Supplied entries:
------------------------------------

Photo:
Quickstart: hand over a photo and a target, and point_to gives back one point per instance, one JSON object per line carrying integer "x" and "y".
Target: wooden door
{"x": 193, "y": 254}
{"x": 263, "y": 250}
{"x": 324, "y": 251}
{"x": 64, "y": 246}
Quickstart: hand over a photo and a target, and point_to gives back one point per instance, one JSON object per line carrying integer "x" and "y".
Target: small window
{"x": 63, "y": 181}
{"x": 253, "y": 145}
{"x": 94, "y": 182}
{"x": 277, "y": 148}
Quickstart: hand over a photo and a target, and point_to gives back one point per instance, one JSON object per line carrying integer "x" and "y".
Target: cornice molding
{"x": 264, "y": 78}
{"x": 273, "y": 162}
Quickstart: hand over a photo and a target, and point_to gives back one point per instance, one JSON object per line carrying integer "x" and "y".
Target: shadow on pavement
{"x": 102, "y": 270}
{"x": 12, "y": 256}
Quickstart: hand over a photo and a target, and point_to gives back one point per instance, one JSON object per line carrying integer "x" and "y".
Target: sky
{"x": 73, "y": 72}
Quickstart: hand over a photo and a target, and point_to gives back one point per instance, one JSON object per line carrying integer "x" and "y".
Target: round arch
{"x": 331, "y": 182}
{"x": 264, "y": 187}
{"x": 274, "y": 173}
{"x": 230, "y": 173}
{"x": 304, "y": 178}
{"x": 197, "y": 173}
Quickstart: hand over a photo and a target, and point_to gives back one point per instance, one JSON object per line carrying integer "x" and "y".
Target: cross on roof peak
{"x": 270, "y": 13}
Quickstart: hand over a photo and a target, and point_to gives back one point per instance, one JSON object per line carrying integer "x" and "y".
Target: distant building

------------------------------------

What the task asks: What this task asks for is an exact copy of the material above.

Answer space:
Photo:
Quickstart: hand over a photo and a target, and point_to gives back one point per instance, one JSON object per line carrying integer "x" and "y".
Target: wooden door
{"x": 193, "y": 254}
{"x": 263, "y": 250}
{"x": 324, "y": 251}
{"x": 64, "y": 246}
Quickstart: hand over a photo and a target, and point_to gives back one point per instance, one JSON object per line carrying integer "x" and "y".
Target: small window
{"x": 63, "y": 181}
{"x": 253, "y": 145}
{"x": 94, "y": 182}
{"x": 277, "y": 148}
Quickstart: hand over a photo and a target, and point_to gives back one point per instance, one JSON object per line carrying integer "x" and "y".
Target: cornice molding
{"x": 264, "y": 78}
{"x": 273, "y": 162}
Quickstart: hand over a photo and a target, and point_to gives back one point per instance, one JSON object per line carrying integer "x" and "y".
Target: shadow on pavement
{"x": 102, "y": 270}
{"x": 12, "y": 256}
Quickstart: hand over a photo and a target, and point_to gives back one point per instance, one JSON object per line carrying integer "x" and "y".
Target: sky
{"x": 73, "y": 72}
Quickstart: hand over a photo and a target, and point_to gives back one point per instance, one JSON object per line carrying integer "x" and "y".
Target: round arch
{"x": 331, "y": 182}
{"x": 264, "y": 187}
{"x": 274, "y": 173}
{"x": 230, "y": 173}
{"x": 304, "y": 178}
{"x": 197, "y": 173}
Quickstart: hand over a photo and a target, and point_to gives back one point per instance, one JSON object per line carrying integer "x" and "y".
Target: cross on roof peak
{"x": 270, "y": 13}
Quickstart: hand over a photo and a target, and point_to gives back one point per instance, one JSON object per line carrying integer "x" and "y".
Target: distant building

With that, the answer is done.